**Work to complete**
A word-for-word copy of the entries is needed, and it should contain no images.

Referring expression pointing data:
————

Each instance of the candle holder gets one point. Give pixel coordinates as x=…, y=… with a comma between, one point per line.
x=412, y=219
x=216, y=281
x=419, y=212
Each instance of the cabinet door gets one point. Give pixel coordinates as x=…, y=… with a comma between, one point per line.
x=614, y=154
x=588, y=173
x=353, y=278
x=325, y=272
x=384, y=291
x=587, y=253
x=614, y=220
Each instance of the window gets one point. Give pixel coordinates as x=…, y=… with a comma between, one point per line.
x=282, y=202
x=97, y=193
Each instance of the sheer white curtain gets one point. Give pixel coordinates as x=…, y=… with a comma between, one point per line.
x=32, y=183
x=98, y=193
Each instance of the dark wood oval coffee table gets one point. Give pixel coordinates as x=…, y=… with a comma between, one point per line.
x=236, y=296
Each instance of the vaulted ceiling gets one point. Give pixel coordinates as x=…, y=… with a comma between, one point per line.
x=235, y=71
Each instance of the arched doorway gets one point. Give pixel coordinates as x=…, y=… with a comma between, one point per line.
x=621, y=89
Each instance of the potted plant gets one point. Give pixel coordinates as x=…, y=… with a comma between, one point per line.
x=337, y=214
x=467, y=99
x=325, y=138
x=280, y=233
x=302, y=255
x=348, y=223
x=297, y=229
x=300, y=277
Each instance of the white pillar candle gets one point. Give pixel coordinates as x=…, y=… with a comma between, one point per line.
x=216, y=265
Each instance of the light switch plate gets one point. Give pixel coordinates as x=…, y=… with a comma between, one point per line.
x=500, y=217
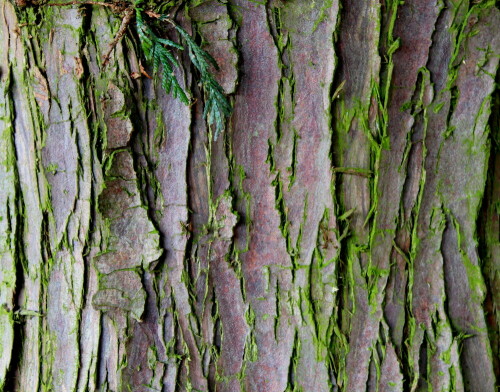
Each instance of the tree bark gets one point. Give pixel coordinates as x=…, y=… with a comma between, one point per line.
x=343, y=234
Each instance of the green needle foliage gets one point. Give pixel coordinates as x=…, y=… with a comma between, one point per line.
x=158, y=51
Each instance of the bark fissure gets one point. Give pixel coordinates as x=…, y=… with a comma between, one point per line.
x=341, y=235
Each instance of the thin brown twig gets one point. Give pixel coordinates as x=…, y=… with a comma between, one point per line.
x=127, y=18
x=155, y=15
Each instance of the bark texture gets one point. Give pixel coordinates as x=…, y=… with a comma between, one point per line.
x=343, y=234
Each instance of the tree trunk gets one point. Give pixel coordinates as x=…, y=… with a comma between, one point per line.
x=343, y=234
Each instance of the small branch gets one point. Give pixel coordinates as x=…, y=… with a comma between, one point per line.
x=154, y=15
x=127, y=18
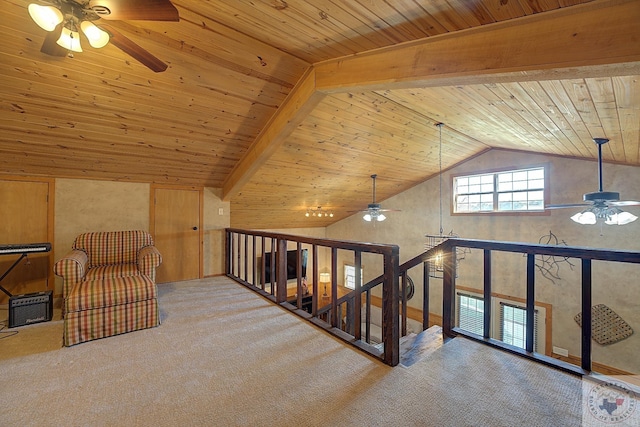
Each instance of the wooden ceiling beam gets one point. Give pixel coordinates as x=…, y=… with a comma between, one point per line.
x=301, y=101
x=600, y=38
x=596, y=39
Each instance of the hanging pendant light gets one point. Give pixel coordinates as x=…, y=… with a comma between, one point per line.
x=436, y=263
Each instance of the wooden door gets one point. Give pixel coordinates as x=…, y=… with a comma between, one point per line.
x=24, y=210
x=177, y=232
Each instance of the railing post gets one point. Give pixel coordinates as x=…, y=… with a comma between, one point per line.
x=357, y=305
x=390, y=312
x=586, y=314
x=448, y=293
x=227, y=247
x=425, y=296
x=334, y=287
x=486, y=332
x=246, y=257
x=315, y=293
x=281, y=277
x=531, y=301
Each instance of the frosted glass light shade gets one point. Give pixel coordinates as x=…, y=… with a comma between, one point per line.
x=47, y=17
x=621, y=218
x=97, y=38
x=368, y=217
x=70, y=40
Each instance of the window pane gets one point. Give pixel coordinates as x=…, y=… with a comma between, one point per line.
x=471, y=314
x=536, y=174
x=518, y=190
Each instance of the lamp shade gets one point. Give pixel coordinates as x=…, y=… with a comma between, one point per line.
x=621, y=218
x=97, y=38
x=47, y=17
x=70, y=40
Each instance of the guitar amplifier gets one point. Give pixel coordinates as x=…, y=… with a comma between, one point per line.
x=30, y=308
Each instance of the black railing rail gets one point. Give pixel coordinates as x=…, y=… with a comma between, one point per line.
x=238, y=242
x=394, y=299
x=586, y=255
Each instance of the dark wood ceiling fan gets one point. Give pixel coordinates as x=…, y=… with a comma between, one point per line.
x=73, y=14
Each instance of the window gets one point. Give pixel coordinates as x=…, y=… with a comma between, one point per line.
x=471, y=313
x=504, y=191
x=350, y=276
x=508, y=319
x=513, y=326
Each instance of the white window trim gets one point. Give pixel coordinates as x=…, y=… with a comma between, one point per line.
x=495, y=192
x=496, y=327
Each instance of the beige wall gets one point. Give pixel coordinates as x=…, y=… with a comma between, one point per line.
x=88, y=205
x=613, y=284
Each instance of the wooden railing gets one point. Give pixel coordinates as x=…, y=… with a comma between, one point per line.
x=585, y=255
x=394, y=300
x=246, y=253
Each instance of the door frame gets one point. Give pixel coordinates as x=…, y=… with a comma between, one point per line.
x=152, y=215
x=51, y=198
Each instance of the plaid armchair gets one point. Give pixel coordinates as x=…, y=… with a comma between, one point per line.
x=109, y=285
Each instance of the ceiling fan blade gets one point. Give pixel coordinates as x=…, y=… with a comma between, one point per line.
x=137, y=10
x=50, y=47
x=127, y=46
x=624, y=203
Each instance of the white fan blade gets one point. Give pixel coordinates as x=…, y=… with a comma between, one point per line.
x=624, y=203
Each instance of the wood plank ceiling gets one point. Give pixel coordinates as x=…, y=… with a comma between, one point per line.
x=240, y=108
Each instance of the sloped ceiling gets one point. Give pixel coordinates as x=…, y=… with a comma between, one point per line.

————

**Response**
Each instance of the candle holder gets one point. Give pixel coordinates as x=…, y=… with a comma between, one point per line.
x=412, y=219
x=216, y=281
x=419, y=212
Each instance of the cabinet door gets one point. Give pixel coordinates as x=…, y=… with a comma between, one point per line.
x=614, y=154
x=588, y=173
x=353, y=278
x=325, y=272
x=384, y=291
x=587, y=253
x=614, y=220
Each instance of the window gets one point. Give pixel coordinates as x=…, y=… with a comma between, one point per line.
x=282, y=202
x=97, y=193
Each instance of the sheer white curtain gets one point. Give pixel coordinates as x=…, y=… with a comma between, one point per line.
x=32, y=183
x=98, y=193
Each instance of the dark wood oval coffee table gets one point. Give pixel coordinates as x=…, y=… with a comma between, one point per line.
x=236, y=296
Each instance of the vaulted ceiling gets one point. Give pixel coordinates as x=…, y=… with a comma between, one point per line.
x=235, y=71
Each instance of the arched doorway gets one point. Give pixel coordinates as x=…, y=… with a comma between, one point per line.
x=621, y=89
Each instance of the potted plant gets one point. Give pixel coordinates as x=…, y=… with a comma between, one point per line.
x=337, y=214
x=467, y=99
x=325, y=138
x=280, y=233
x=302, y=255
x=348, y=223
x=297, y=229
x=300, y=277
Each instance of the white pillar candle gets one point. Give pixel coordinates as x=…, y=… with a comma between, one point per line.
x=216, y=265
Each instance of the light switch plate gets one point. Give pixel coordinates as x=…, y=… with a comma between, one point per line.
x=500, y=217
Each instance of the tree bark gets one point. Give pixel coordinates as x=…, y=… with a comma between, one point per line.
x=343, y=234
Each instance of the green needle foliage gets one point. Give pixel coordinates as x=…, y=… with a comma between, one point per line.
x=158, y=51
Each instance of the bark fissure gets one point. Give pixel coordinates as x=…, y=… with a comma between, one point per line.
x=341, y=235
Each instance of the thin brown twig gets one point. Give pixel coordinates as x=…, y=… with a comma between, one point per line.
x=127, y=18
x=155, y=15
Each instance of the bark texture gets one point. Give pixel coordinates as x=…, y=… with a comma between, one point per line.
x=343, y=234
Each instance of the tree trunk gets one point. Give pixel coordinates as x=…, y=… with a comma between, one point per line.
x=343, y=234
Each instance of the small branch gets one point. Give pixel coordinates as x=…, y=… with a comma between, one point per line.
x=154, y=15
x=127, y=18
Each instance of the wooden ceiling beam gets one point. Give pixel coordinates as x=…, y=… with a comma between, one point per line.
x=301, y=101
x=600, y=38
x=596, y=39
Each instance of the hanging pendant light gets one point. Give pixel coordinates as x=…, y=… with a comma between, one point per line.
x=436, y=263
Each instance of the wooden door gets one point. Give pixel coordinates as x=…, y=… with a comma between, one point per line.
x=24, y=210
x=177, y=232
Each instance of the railing post gets one point. Give pixel coordinates as x=…, y=… with a comma between, one point per line.
x=357, y=305
x=390, y=312
x=586, y=314
x=448, y=293
x=227, y=247
x=425, y=296
x=334, y=287
x=486, y=332
x=246, y=257
x=315, y=293
x=281, y=277
x=531, y=301
Each instance of the frosted glass light shade gets one point. Give pixel coordinates as x=…, y=… with a comma between, one point per line.
x=47, y=17
x=621, y=218
x=97, y=38
x=368, y=217
x=70, y=40
Each instance of the window pane gets one point. Give pixel coordinates as x=…, y=… with a comma between, one point per line.
x=471, y=314
x=536, y=174
x=518, y=190
Each instance of the lamp shade gets one point. Give pixel coordinates as x=…, y=… with a comma between, one point per line.
x=621, y=218
x=97, y=38
x=47, y=17
x=70, y=40
Each instance of the guitar amplifier gets one point. Give pixel coordinates as x=…, y=… with a comma between, one point per line.
x=30, y=308
Each instance of the black railing rail gets one point. Give pixel coordinates as x=…, y=… with a comma between, one point per line.
x=238, y=242
x=394, y=299
x=586, y=255
Each instance of the dark wood ceiling fan gets one point. Give pixel coordinates as x=…, y=… with a comma between, one point per line.
x=73, y=14
Each instance of the window gets one point. Give pixel coordinates as x=…, y=… with a comma between, one point per line.
x=471, y=313
x=504, y=191
x=350, y=276
x=508, y=319
x=513, y=326
Each instance of the white window trim gets one point. Give pixel coordinates as x=…, y=… with a comma between, one point per line.
x=495, y=192
x=496, y=327
Each instance of the beige wall gets one point. Give pixel coordinates as x=…, y=… with a comma between, one point per line.
x=88, y=205
x=613, y=284
Each instance of the wooden railing gets one point. Give pixel coordinates as x=…, y=… with a comma between, one point per line.
x=585, y=255
x=394, y=300
x=246, y=253
Each instance of the door frame gets one point. Give pixel coordinates as x=…, y=… with a comma between, one point per line.
x=152, y=215
x=51, y=198
Each instance of the plaid armchair gets one point. Give pixel coordinates as x=…, y=… with a comma between, one point per line.
x=109, y=285
Each instance of the ceiling fan blade gets one point. Give pixel coordinates as x=…, y=… with a comma between, one point per line.
x=137, y=10
x=50, y=47
x=127, y=46
x=624, y=203
Each instance of the white fan blade gets one point. Give pixel coordinates as x=…, y=… with a comma between, one point per line.
x=624, y=203
Each instance of the wood plank ceiling gets one point. Give pixel coordinates as x=…, y=… with a comma between, one point per line.
x=240, y=108
Each instance of the sloped ceiling gets one point. Give pixel coordinates as x=…, y=… with a comma between, one point per line.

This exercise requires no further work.